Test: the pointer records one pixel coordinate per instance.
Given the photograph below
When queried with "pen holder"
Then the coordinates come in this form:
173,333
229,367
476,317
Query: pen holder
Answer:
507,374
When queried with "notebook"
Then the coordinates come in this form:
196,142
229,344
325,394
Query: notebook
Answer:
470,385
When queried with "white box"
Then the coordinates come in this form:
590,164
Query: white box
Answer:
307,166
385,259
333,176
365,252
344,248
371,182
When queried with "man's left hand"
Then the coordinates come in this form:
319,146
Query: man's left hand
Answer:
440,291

▶ How to complete this task:
Return all lines above that mention the word "notebook".

▶ Finished task:
When queried with "notebook"
Query: notebook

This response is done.